*TASK GOAL*.
Write out the full set of records below exactly.

INFORMATION SHOWN Start Marker

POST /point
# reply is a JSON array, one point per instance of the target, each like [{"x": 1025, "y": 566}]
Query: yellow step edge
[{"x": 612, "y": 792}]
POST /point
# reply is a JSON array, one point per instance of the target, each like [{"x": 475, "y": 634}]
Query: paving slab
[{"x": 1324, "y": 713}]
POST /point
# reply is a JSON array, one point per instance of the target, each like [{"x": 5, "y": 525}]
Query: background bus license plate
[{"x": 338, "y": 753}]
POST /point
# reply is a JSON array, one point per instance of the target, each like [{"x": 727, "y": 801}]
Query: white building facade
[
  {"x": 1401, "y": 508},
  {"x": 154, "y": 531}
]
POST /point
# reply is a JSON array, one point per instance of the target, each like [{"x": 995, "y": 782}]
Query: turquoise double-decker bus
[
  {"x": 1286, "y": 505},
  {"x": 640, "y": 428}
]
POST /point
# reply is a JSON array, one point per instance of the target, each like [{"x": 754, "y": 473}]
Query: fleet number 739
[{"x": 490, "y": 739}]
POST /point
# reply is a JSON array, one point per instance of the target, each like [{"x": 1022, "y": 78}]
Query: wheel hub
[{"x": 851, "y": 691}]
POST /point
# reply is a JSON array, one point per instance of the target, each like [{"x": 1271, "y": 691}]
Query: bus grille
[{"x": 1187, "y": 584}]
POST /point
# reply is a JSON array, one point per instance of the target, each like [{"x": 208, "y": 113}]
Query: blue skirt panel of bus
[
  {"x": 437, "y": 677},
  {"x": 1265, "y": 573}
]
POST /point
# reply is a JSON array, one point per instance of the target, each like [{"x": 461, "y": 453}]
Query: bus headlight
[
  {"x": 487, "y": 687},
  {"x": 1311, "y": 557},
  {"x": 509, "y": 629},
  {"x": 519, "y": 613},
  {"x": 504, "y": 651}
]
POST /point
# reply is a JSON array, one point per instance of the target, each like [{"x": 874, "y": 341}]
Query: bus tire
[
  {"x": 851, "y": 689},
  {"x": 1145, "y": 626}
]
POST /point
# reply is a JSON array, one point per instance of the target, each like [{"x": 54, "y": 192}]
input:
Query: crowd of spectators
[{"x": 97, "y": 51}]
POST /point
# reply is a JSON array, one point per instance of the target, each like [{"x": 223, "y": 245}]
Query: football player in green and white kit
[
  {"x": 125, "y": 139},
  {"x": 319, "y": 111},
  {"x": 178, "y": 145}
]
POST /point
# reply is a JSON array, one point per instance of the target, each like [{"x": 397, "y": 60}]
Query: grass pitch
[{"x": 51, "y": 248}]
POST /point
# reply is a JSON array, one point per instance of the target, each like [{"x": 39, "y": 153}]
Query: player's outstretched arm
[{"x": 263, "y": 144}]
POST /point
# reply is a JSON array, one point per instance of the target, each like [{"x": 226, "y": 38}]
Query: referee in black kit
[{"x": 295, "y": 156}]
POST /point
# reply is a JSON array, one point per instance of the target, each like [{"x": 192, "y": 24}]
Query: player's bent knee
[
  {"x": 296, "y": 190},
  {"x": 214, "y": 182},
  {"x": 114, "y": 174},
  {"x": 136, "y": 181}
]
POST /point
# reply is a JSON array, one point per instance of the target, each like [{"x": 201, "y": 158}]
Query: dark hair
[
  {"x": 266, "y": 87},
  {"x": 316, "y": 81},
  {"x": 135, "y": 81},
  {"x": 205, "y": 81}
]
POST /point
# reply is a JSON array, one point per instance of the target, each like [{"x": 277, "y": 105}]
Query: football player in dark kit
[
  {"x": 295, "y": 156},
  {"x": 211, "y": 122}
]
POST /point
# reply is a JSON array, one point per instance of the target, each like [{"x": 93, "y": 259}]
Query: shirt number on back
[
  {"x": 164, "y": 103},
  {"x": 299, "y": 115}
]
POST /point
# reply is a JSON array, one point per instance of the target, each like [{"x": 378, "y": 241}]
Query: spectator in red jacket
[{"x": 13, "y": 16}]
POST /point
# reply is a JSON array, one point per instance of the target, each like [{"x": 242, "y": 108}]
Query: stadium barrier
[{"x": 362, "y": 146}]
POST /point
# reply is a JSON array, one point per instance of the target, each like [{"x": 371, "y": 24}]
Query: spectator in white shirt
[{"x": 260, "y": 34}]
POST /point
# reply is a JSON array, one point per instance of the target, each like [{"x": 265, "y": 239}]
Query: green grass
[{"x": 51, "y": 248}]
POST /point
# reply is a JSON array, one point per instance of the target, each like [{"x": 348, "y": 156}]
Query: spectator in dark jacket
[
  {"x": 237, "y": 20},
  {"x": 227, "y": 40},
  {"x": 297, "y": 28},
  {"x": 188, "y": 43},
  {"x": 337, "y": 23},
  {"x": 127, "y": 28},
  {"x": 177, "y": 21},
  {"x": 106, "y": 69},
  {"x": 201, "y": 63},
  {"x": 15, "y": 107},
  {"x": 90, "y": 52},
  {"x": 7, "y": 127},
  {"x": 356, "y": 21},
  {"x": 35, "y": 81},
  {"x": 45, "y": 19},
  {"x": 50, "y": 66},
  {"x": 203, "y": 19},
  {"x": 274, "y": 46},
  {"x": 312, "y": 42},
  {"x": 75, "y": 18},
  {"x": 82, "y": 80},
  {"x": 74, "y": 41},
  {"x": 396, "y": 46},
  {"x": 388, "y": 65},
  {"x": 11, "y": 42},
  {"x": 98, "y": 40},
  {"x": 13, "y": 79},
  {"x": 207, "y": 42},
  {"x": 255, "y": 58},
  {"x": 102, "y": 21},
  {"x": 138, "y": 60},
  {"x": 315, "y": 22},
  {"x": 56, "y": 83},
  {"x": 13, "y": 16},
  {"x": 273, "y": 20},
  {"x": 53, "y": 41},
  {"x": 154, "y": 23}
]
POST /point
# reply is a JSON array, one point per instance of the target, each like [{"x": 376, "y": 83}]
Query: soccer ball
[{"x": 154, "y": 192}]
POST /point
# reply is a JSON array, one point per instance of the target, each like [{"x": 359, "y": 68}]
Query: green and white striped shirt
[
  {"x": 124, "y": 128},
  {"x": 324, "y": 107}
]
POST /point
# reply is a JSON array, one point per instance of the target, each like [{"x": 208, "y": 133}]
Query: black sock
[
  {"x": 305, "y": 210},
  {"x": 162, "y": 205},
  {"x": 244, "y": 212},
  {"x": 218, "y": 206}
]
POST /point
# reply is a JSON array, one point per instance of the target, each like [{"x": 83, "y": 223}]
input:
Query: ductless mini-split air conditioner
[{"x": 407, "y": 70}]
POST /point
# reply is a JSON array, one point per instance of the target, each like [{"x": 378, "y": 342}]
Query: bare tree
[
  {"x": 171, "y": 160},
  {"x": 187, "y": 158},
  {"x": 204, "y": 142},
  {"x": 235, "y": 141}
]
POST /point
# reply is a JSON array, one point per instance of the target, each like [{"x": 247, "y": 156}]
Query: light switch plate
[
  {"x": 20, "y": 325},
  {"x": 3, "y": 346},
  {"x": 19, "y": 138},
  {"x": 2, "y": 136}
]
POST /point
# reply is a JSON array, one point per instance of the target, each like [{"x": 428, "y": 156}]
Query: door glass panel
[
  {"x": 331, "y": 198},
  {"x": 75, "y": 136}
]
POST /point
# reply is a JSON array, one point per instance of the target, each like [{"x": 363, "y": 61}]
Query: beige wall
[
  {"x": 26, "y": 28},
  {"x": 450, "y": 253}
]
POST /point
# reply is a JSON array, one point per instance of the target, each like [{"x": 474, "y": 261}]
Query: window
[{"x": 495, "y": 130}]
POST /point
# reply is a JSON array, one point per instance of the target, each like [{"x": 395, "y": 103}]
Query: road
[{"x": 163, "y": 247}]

INFORMATION SHOWN End Marker

*OUTPUT*.
POST /point
# reply is a JSON array, one point per instance of the target, each like [{"x": 1025, "y": 566}]
Query: yellow step edge
[{"x": 612, "y": 792}]
POST /point
# reply is a JSON array, one point per instance of the target, each like [{"x": 475, "y": 634}]
Query: paving slab
[{"x": 1324, "y": 713}]
POST /point
# reply is a JSON array, one point per instance of the target, each like [{"x": 5, "y": 525}]
Query: background bus license plate
[{"x": 338, "y": 753}]
POST /point
# reply is a JSON array, one point per instance of the target, each like [{"x": 727, "y": 801}]
Query: white building facade
[
  {"x": 1401, "y": 508},
  {"x": 154, "y": 531}
]
POST /point
# reply is a JSON array, one point per instance of the target, each like [{"x": 995, "y": 782}]
Query: turquoise double-decker bus
[
  {"x": 1286, "y": 505},
  {"x": 640, "y": 428}
]
POST /point
# reply is a JSON array, one point per instance of the target, each like [{"x": 754, "y": 473}]
Query: fleet number 739
[{"x": 490, "y": 739}]
POST /point
# reply is a JSON array, one point per instance of the target, each like [{"x": 1022, "y": 78}]
Query: wheel hub
[{"x": 851, "y": 691}]
POST /point
# reply is a JSON array, one point per instance of the target, each like [{"x": 1271, "y": 691}]
Query: bus grille
[{"x": 1187, "y": 584}]
POST /point
# reply is a JSON array, one point per instance of the target, each like [{"x": 208, "y": 113}]
Query: blue skirt panel of bus
[
  {"x": 437, "y": 677},
  {"x": 1265, "y": 573}
]
POST /point
# reply is a JSON array, one point per instance of the target, each like [{"x": 461, "y": 453}]
Query: bus headlight
[
  {"x": 487, "y": 687},
  {"x": 1311, "y": 557},
  {"x": 509, "y": 629},
  {"x": 519, "y": 613},
  {"x": 504, "y": 651}
]
POST /point
# reply is a JSON array, one point per instance of the target, each like [{"x": 874, "y": 341}]
Query: bus tire
[
  {"x": 851, "y": 689},
  {"x": 1145, "y": 626}
]
POST /point
# reply is a JSON array, one point per instance of the target, each like [{"x": 54, "y": 192}]
input:
Query: crowd of spectators
[{"x": 97, "y": 51}]
POST /point
# reply is a JSON array, one point per instance of the target, each like [{"x": 223, "y": 245}]
Query: football player in green and white kit
[
  {"x": 125, "y": 139},
  {"x": 319, "y": 111},
  {"x": 178, "y": 145}
]
POST /point
# reply is a JSON array, one point per instance of the target, each like [{"x": 397, "y": 60}]
Query: grass pitch
[{"x": 51, "y": 248}]
POST /point
# reply is a JSON array, one point per instance of the target, each like [{"x": 39, "y": 153}]
Query: player's outstretched arm
[{"x": 263, "y": 144}]
POST /point
# reply is a JSON array, one point per instance of the target, each like [{"x": 226, "y": 38}]
Query: referee in black kit
[{"x": 295, "y": 156}]
POST /point
# reply is a JSON array, one point per instance of the target, each like [{"x": 192, "y": 24}]
Query: player's bent knee
[
  {"x": 296, "y": 190},
  {"x": 214, "y": 182},
  {"x": 114, "y": 174},
  {"x": 136, "y": 181}
]
POST /point
# reply is a JSON array, one point per instance of the target, each like [{"x": 201, "y": 158}]
Query: dark hair
[
  {"x": 266, "y": 87},
  {"x": 316, "y": 81},
  {"x": 135, "y": 81},
  {"x": 205, "y": 81}
]
POST /point
# reply is a JSON array, one point per instance of the target, each like [{"x": 277, "y": 105}]
Query: football player in dark kit
[
  {"x": 295, "y": 156},
  {"x": 211, "y": 122}
]
POST /point
# reply is a JSON array, one point per instance of the target, each like [{"x": 93, "y": 259}]
Query: shirt number on back
[
  {"x": 164, "y": 103},
  {"x": 299, "y": 115}
]
POST /point
# reply is a JSON array, one point per instance of the target, each like [{"x": 378, "y": 241}]
Query: spectator in red jacket
[{"x": 13, "y": 16}]
POST /point
# reply is a JSON array, one point per instance of the target, each like [{"x": 242, "y": 108}]
Query: stadium barrier
[{"x": 362, "y": 146}]
POST /point
# reply is a JSON array, one point per instance of the target, each like [{"x": 371, "y": 24}]
Query: spectator in white shirt
[{"x": 260, "y": 34}]
POST /point
# reply is a JSON array, one point per instance of the target, each like [{"x": 265, "y": 239}]
Query: green grass
[{"x": 51, "y": 248}]
POST /point
# reply is a JSON array, one point per instance of the target, each like [{"x": 348, "y": 156}]
Query: spectator in dark jacket
[
  {"x": 237, "y": 20},
  {"x": 227, "y": 40},
  {"x": 297, "y": 28},
  {"x": 188, "y": 43},
  {"x": 337, "y": 23},
  {"x": 127, "y": 28},
  {"x": 177, "y": 21},
  {"x": 106, "y": 69},
  {"x": 201, "y": 63},
  {"x": 15, "y": 107},
  {"x": 90, "y": 52},
  {"x": 7, "y": 127},
  {"x": 356, "y": 21},
  {"x": 35, "y": 81},
  {"x": 45, "y": 19},
  {"x": 50, "y": 66},
  {"x": 203, "y": 19},
  {"x": 274, "y": 46},
  {"x": 312, "y": 42},
  {"x": 75, "y": 18},
  {"x": 82, "y": 80},
  {"x": 74, "y": 41},
  {"x": 396, "y": 46},
  {"x": 388, "y": 65},
  {"x": 11, "y": 42},
  {"x": 98, "y": 40},
  {"x": 13, "y": 79},
  {"x": 207, "y": 42},
  {"x": 255, "y": 58},
  {"x": 102, "y": 21},
  {"x": 138, "y": 60},
  {"x": 315, "y": 22},
  {"x": 56, "y": 83},
  {"x": 13, "y": 16},
  {"x": 273, "y": 20},
  {"x": 53, "y": 41},
  {"x": 154, "y": 23}
]
POST /point
# reply is a JSON array, one point per instance of the target, each like [{"x": 376, "y": 83}]
Query: soccer ball
[{"x": 154, "y": 192}]
POST /point
# reply is a JSON array, one point per instance of the target, each like [{"x": 359, "y": 68}]
Query: green and white striped shirt
[
  {"x": 124, "y": 128},
  {"x": 324, "y": 107}
]
POST /point
# reply is a JSON array, one point per instance of the target, each like [{"x": 208, "y": 133}]
Query: black sock
[
  {"x": 305, "y": 210},
  {"x": 162, "y": 205},
  {"x": 244, "y": 212},
  {"x": 218, "y": 206}
]
POST /point
# reply is a JSON array, one point per instance of the target, each like [{"x": 83, "y": 223}]
input:
Query: ductless mini-split air conditioner
[{"x": 407, "y": 70}]
POST /point
# reply is a JSON array, one point per instance of the target, each like [{"x": 378, "y": 342}]
Query: bare tree
[
  {"x": 171, "y": 160},
  {"x": 187, "y": 158},
  {"x": 204, "y": 142},
  {"x": 235, "y": 141}
]
POST /point
# reply is a JSON array, one point per instance of the target, each like [{"x": 247, "y": 156}]
Query: light switch plate
[
  {"x": 20, "y": 325},
  {"x": 3, "y": 346},
  {"x": 19, "y": 138},
  {"x": 2, "y": 136}
]
POST /point
# reply is a JSON array, one point per instance of the target, each like [{"x": 428, "y": 156}]
Query: door glass panel
[
  {"x": 331, "y": 198},
  {"x": 75, "y": 136}
]
POST /point
# reply is a JSON array, one point per instance of the target, each like [{"x": 363, "y": 61}]
Query: beige wall
[
  {"x": 26, "y": 28},
  {"x": 450, "y": 253}
]
POST /point
# reply is a JSON array, one point per instance of the target, each like [{"x": 474, "y": 261}]
Query: window
[{"x": 495, "y": 130}]
POST /point
# reply is a JSON array, one point per instance of the target, each like [{"x": 395, "y": 103}]
Query: road
[{"x": 163, "y": 247}]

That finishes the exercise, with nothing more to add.